La consigna:
Responde estas preguntas según el documento sobre la superintendencia que aparece más abajo:
1. ¿Qué tipo de auditorías puede ordenar la superintendencia?
2. ¿A quiénes puede citar a declarar la superintendencia?
3. ¿Qué sanciones puede aplicar la superintendencia?

Documento:
=-=-=
Sin embargo, ni la motivación enunciada ni los propósitos perseguidos se avienen con los arreglos dispuestos por este proyecto de ley.
Por lo pronto, la superintendencia se concibe, en lo esencial, como una instancia fiscalizadora, no como un órgano encargado de promover el mejoramiento de las escuelas a través de un apropiado régimen de incentivos. De hecho, se la faculta para fiscalizar un amplio radio de situaciones: cumplimiento de los estándares educativos; uso de los recursos públicos traspasados a los sostenedores; que las personas e instituciones cumplan con las leyes, reglamentos e instrucciones que ella imparta, y satisfagan los requisitos para mantener el reconocimiento oficial como establecimiento educacional.
En el ejercicio de estas atribuciones, la superintendencia puede ordenar auditorías de gestión financiera; entrar libremente a los establecimientos y dependencias administrativas del sostenedor a objeto de realizar sus funciones; acceder a cualquier documento o antecedente que estime necesario para fines de fiscalización, y examinar todas las operaciones, bienes, cuentas y archivos de las personas o entidades fiscalizadas. Las mismas facultades tiene la superintendencia ante terceros que administren o presten servicios a los establecimientos educacionales.
También puede citar a declarar a los sostenedores, representantes, administradores y dependientes de las instituciones fiscalizadas respecto de cualquier hecho que considere necesario para cumplir sus funciones. Por su lado, los sostenedores subvencionados deberán rendir cuenta de la gestión educativa y financiera de sus establecimientos según el calendario y formatos determinados por la superintendencia. Éstos podrán incluir aspectos tales como el balance y estado de resultados financieros; la inversión en infraestructura y materiales pedagógicos; operaciones con personas o entidades relacionadas; cumplimiento continuo de los requisitos de reconocimiento oficial, y logros en distintos ámbitos educativos y los procesos destinados a conseguirlos.
A su turno, tan espaciosas facultades se acompañan con amplios poderes de sanción, pues la superintendencia puede aplicar -según sea la gravedad y naturaleza de las infracciones- amonestaciones, multas, inhabilitación temporal o perpetua de la calidad de sostenedor o para ejercer cualquier actividad relacionada con la administración de establecimientos educacionales, y la revocación del reconocimiento oficial.
Dentro de este cuadro de fiscalización en 360 grados, el proyecto encarga a la superintendencia algunas funciones propias del aseguramiento de calidad, como la evaluación -también llevada al extremo de comprender insumos, procesos y resultados y aplicarse separadamente a los colegios, sus sostenedores, personal directivo, alumnos y profesores- y el minucioso examen de las rendiciones de cuenta presentadas por los establecimientos.
=-=-=
Líneas extraídas:
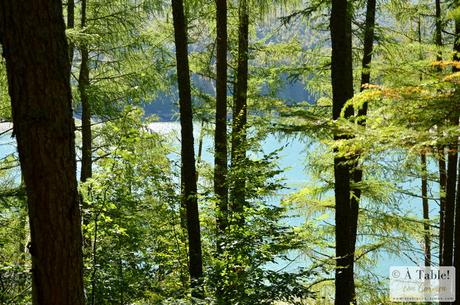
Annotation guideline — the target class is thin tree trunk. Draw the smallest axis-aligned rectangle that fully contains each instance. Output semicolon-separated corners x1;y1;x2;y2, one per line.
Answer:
214;0;228;304
230;0;249;214
330;0;355;305
452;17;460;305
67;0;75;66
78;0;93;182
350;0;376;274
214;0;228;248
442;16;460;268
435;0;447;266
438;152;447;266
453;154;460;305
420;153;431;267
435;0;442;60
0;0;84;305
172;0;203;298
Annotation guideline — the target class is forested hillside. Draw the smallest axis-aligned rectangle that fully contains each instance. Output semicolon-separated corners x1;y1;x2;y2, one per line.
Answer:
0;0;460;305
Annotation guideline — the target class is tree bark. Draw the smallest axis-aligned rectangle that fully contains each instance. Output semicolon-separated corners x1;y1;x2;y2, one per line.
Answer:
350;0;376;268
230;0;249;215
438;146;447;266
78;0;93;182
442;16;460;266
453;154;460;305
214;0;228;304
0;0;84;305
330;0;355;305
214;0;228;246
420;153;431;267
67;0;75;66
172;0;203;298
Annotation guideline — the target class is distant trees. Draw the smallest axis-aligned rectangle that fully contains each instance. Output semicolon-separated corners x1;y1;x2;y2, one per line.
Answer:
0;0;84;305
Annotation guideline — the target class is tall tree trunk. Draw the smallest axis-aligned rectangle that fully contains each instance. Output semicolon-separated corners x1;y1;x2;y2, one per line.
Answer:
420;152;431;267
452;13;460;304
438;152;447;266
454;154;460;305
330;0;355;305
442;20;460;268
435;0;442;60
67;0;75;66
350;0;376;270
435;0;447;266
214;0;228;304
0;0;84;305
78;0;93;182
172;0;203;298
214;0;228;247
230;0;249;215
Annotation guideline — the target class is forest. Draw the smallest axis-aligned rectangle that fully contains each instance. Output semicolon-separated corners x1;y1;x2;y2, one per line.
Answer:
0;0;460;305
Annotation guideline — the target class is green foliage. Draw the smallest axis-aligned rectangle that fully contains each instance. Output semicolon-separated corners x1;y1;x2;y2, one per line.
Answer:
82;108;187;304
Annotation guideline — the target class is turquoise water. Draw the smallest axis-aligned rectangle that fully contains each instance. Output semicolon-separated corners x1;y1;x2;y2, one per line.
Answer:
0;122;432;284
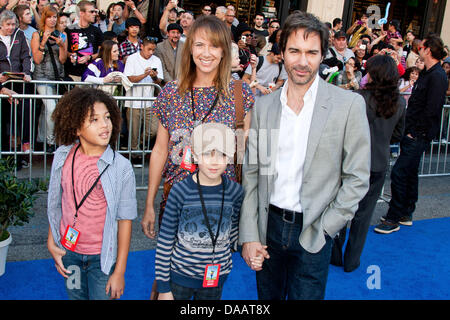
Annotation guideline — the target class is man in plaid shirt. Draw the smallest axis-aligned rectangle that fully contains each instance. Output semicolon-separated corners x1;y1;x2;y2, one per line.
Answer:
119;18;142;63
=-=-=
Solución propuesta:
1. La superintendencia puede ordenar auditorías de gestión financiera.
2. Puede citar a declarar a los sostenedores, representantes, administradores y dependientes de las instituciones fiscalizadas.
3. Puede aplicar amonestaciones, multas y la inhabilitación temporal o perpetua de la calidad de sostenedor o para ejercer cualquier actividad relacionada con la administración de establecimientos educacionales. También puede revocar el reconocimiento oficial.